Zur Aufgabe:
Überführen Sie die Einträge in eine JSON-Liste von Zeichenketten mit je einer Zeichenkette pro Zeile, lassen Sie dabei Leerzeilen weg und nehmen Sie die Bilder nicht in die Antwort auf. Beginnen Sie am Anfang der Einträge und enden Sie einschließlich der Zeile, die „(1001, 431), (1069, 631)“ enthält.
----------------------------------------
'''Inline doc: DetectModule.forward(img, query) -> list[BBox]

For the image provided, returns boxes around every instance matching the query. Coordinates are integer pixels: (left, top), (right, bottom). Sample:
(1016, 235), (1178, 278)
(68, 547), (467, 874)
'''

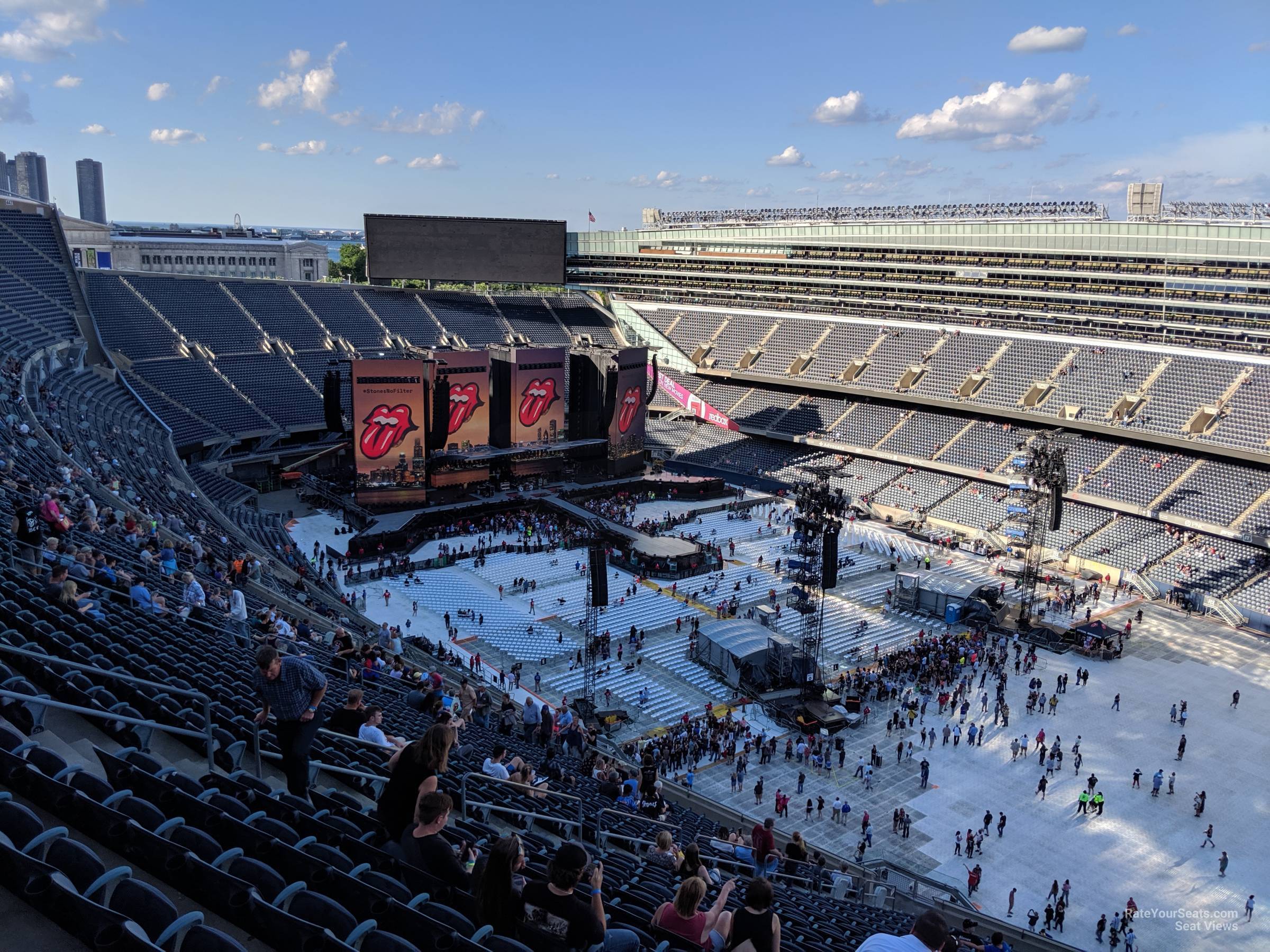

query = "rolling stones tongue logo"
(520, 377), (560, 426)
(617, 387), (641, 433)
(450, 383), (485, 433)
(358, 404), (419, 460)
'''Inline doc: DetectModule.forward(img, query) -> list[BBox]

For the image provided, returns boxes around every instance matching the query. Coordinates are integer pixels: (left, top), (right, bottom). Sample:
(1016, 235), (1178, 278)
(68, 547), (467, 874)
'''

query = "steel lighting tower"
(785, 467), (847, 697)
(1001, 431), (1069, 631)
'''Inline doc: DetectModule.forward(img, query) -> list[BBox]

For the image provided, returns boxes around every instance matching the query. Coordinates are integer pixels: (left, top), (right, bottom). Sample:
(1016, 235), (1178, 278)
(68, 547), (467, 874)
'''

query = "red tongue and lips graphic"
(450, 383), (483, 433)
(520, 377), (559, 426)
(617, 387), (640, 433)
(359, 404), (419, 460)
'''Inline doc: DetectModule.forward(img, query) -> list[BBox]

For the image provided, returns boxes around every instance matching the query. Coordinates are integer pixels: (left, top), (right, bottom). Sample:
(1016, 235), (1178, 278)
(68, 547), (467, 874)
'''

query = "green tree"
(326, 244), (366, 285)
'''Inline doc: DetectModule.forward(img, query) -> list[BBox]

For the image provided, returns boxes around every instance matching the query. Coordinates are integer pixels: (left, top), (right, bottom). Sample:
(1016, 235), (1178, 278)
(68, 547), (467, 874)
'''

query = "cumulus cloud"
(375, 103), (485, 136)
(767, 146), (812, 168)
(255, 42), (348, 112)
(812, 89), (886, 126)
(975, 132), (1045, 152)
(1007, 26), (1088, 53)
(626, 169), (683, 189)
(150, 128), (207, 146)
(406, 152), (458, 169)
(0, 72), (35, 124)
(895, 72), (1090, 140)
(286, 139), (326, 155)
(0, 0), (107, 62)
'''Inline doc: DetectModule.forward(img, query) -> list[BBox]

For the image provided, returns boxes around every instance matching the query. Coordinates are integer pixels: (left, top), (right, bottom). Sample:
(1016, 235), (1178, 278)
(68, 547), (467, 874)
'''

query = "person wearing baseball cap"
(856, 909), (955, 952)
(522, 843), (640, 952)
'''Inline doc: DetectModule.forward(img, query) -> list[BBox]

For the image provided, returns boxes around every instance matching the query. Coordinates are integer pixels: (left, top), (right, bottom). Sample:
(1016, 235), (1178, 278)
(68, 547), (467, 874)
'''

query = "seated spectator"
(856, 909), (949, 952)
(357, 707), (406, 748)
(39, 565), (66, 602)
(473, 832), (524, 939)
(521, 843), (640, 952)
(128, 579), (168, 615)
(397, 791), (477, 890)
(653, 876), (737, 952)
(648, 830), (679, 869)
(720, 876), (777, 952)
(375, 724), (455, 840)
(57, 579), (105, 621)
(480, 744), (524, 783)
(326, 688), (366, 737)
(679, 843), (712, 885)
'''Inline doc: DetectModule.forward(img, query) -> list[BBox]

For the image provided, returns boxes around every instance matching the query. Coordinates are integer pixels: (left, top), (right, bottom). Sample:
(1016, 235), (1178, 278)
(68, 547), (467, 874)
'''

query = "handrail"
(0, 688), (216, 773)
(0, 642), (216, 773)
(458, 771), (585, 839)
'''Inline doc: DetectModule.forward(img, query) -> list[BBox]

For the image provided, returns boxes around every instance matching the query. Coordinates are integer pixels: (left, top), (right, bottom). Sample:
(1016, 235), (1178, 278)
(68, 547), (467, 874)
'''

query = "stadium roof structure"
(642, 200), (1108, 228)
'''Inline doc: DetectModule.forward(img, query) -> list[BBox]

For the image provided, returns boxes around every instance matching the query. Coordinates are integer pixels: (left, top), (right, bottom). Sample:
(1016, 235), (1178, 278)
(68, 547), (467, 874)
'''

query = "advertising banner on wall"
(511, 346), (565, 444)
(648, 364), (740, 431)
(433, 350), (489, 451)
(609, 346), (648, 460)
(352, 361), (428, 505)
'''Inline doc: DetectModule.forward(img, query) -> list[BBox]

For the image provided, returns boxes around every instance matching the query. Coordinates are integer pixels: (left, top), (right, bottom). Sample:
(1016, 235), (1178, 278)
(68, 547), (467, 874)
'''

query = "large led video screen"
(432, 350), (489, 451)
(352, 361), (427, 505)
(365, 215), (565, 285)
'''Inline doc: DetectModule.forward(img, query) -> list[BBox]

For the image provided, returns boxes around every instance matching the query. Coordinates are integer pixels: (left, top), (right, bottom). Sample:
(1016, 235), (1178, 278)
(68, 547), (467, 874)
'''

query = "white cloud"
(150, 130), (207, 146)
(1007, 26), (1088, 53)
(287, 139), (326, 155)
(375, 103), (485, 136)
(767, 146), (812, 168)
(0, 72), (35, 124)
(812, 89), (883, 126)
(0, 0), (107, 62)
(407, 152), (458, 169)
(626, 169), (683, 189)
(895, 72), (1090, 140)
(975, 132), (1045, 152)
(255, 42), (348, 112)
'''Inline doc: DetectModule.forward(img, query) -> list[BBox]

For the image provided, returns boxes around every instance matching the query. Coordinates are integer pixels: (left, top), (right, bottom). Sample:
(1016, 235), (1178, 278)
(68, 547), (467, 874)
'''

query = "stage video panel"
(352, 361), (427, 505)
(365, 215), (565, 285)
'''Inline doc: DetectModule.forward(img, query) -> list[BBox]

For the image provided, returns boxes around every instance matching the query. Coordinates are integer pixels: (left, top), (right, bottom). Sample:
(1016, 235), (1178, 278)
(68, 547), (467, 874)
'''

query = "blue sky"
(0, 0), (1270, 228)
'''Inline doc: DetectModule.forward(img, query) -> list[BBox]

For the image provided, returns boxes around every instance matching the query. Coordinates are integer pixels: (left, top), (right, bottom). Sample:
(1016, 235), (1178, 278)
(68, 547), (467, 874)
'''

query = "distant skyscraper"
(14, 152), (48, 202)
(75, 159), (105, 225)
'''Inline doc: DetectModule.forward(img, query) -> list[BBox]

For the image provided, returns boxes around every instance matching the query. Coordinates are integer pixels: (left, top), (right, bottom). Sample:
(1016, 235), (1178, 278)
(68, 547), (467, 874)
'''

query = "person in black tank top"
(728, 876), (781, 952)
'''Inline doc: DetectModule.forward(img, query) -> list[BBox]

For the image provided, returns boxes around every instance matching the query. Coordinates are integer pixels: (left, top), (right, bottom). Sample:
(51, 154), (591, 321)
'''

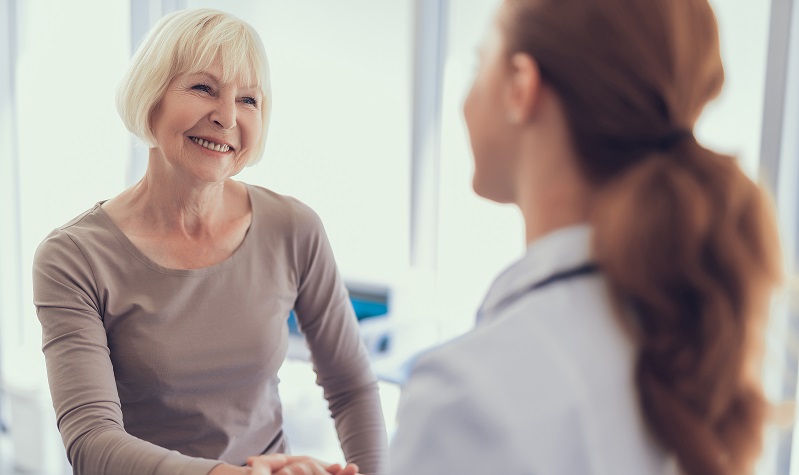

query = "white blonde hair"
(116, 8), (272, 165)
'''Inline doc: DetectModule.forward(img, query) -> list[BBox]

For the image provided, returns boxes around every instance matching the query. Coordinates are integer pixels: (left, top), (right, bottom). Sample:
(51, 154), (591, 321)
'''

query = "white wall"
(8, 0), (129, 390)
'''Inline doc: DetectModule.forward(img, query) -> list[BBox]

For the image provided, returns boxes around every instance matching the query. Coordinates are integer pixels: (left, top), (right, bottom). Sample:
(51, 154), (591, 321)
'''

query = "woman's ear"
(506, 53), (542, 124)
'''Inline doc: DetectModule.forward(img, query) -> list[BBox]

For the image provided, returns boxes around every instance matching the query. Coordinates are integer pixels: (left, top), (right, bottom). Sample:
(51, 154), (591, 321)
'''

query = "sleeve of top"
(390, 330), (604, 475)
(33, 231), (220, 475)
(294, 205), (388, 474)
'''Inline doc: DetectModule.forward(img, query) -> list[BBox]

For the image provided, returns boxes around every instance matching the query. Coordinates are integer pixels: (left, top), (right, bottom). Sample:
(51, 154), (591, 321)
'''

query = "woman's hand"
(247, 454), (358, 475)
(208, 463), (253, 475)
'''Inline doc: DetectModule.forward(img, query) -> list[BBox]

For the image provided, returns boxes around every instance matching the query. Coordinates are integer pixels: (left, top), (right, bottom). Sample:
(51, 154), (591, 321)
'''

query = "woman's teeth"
(191, 137), (230, 152)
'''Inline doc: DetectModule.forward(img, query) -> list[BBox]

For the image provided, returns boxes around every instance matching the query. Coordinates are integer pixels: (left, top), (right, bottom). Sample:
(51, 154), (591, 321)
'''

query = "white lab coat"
(391, 225), (677, 475)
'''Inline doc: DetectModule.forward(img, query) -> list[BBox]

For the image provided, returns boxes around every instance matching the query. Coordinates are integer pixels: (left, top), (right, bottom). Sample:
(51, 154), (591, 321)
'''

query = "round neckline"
(94, 183), (258, 276)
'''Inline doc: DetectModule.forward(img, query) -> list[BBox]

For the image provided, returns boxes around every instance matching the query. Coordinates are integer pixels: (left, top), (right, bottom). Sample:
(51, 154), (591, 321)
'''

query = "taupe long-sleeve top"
(33, 185), (386, 475)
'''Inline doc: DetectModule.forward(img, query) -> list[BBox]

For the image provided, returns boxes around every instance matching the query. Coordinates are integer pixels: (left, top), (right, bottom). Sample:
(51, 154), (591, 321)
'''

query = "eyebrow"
(188, 71), (261, 91)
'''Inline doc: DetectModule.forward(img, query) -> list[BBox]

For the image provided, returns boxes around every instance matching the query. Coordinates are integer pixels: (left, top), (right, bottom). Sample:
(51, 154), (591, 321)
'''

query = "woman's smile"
(189, 137), (235, 153)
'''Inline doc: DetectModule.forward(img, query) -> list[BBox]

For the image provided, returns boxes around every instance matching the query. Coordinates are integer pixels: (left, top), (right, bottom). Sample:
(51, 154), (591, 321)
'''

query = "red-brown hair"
(500, 0), (781, 475)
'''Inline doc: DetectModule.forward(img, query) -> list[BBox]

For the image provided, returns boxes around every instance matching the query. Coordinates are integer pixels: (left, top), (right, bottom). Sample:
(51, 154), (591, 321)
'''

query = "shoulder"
(34, 204), (113, 268)
(247, 184), (322, 230)
(392, 322), (587, 473)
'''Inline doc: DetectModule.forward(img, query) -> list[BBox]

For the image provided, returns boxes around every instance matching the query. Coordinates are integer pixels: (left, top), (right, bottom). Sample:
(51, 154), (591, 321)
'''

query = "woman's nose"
(210, 98), (236, 129)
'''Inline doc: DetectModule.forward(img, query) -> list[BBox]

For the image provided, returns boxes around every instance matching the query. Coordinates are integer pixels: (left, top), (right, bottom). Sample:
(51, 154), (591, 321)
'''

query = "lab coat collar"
(477, 224), (591, 324)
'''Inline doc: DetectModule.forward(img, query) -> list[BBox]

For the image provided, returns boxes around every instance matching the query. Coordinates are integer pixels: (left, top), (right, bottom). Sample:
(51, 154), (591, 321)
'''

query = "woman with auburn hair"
(33, 9), (388, 475)
(391, 0), (782, 475)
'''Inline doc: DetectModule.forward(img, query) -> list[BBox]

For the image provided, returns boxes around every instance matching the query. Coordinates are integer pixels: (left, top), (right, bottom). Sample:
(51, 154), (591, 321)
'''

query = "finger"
(250, 461), (272, 475)
(335, 463), (358, 475)
(247, 454), (289, 473)
(274, 458), (330, 475)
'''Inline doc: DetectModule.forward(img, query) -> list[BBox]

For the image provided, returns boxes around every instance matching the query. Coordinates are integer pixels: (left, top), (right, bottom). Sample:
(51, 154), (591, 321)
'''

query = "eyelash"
(191, 84), (258, 107)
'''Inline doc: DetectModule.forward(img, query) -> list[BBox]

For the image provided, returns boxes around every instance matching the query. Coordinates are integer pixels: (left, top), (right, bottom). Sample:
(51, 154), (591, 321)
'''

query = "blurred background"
(0, 0), (799, 475)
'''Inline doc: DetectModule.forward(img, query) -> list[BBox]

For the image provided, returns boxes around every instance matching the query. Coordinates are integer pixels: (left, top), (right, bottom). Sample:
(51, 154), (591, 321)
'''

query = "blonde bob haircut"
(116, 8), (272, 165)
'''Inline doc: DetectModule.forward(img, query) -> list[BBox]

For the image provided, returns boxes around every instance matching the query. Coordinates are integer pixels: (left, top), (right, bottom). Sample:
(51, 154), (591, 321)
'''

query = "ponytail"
(591, 142), (780, 475)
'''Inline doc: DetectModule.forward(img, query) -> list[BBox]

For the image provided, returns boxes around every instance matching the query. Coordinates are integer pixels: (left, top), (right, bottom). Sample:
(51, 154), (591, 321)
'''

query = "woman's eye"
(191, 84), (211, 93)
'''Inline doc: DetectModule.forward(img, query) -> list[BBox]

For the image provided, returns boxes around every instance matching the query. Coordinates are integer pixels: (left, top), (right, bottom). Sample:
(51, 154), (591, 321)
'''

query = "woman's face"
(463, 12), (515, 203)
(152, 63), (263, 183)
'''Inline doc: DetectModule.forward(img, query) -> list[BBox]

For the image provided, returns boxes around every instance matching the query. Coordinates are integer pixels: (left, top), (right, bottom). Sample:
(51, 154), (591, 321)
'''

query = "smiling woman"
(33, 9), (386, 475)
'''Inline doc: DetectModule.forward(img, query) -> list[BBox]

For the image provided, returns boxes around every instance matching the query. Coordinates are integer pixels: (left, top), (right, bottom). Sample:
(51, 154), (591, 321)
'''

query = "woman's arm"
(294, 207), (388, 474)
(33, 231), (219, 475)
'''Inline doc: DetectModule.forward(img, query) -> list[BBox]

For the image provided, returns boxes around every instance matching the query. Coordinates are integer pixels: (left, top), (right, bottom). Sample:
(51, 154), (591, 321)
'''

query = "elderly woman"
(34, 10), (386, 475)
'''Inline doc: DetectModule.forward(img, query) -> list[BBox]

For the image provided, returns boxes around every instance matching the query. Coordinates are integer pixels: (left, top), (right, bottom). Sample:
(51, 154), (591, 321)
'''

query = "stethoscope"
(477, 263), (599, 320)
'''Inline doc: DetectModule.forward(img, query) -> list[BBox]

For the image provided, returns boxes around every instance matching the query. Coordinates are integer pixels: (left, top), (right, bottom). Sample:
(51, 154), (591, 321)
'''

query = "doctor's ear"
(506, 53), (542, 124)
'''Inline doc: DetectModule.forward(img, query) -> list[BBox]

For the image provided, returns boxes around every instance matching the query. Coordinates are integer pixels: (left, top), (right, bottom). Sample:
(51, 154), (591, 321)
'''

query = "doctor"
(391, 0), (781, 475)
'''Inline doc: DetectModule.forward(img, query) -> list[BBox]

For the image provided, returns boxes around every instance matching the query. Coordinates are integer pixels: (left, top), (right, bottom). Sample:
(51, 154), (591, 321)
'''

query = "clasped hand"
(247, 454), (358, 475)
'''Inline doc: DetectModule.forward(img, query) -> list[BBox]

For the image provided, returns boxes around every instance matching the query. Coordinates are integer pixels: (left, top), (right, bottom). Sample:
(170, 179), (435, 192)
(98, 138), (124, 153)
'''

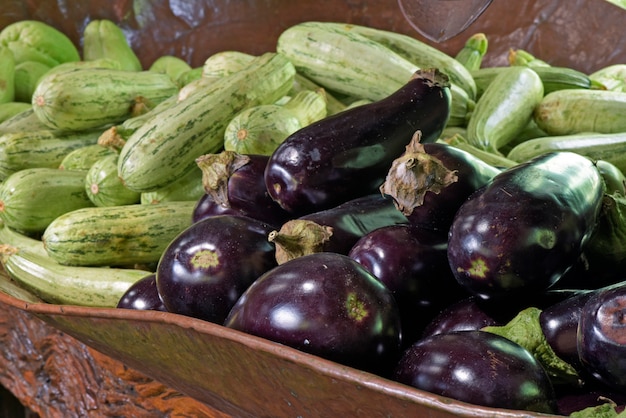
----------------------------------------
Vollständige Antwort:
[
  "'''Inline doc: DetectModule.forward(img, query) -> list[BBox]",
  "For the image provided, returns boxes around every instance matching the query. Coordinates are integer pixels: (left, top), (right, bottom). Sample:",
  "(1016, 235), (1178, 278)",
  "(68, 547), (467, 874)",
  "'''",
  "query = \"rolling stones tongue logo\"",
  "(520, 377), (560, 426)",
  "(617, 387), (641, 433)",
  "(450, 383), (485, 433)",
  "(358, 404), (419, 460)",
  "'''Inline doc: DetectModule.forward(img, query) -> list[BBox]",
  "For the image provided, returns boxes around every instance matching the query. Coordinates are integer pixels: (left, top), (right, bottom). Sample:",
  "(1016, 235), (1178, 278)",
  "(68, 547), (467, 874)",
  "'''",
  "query = \"steel lighting tower\"",
  "(785, 467), (847, 697)",
  "(1001, 431), (1069, 631)"
]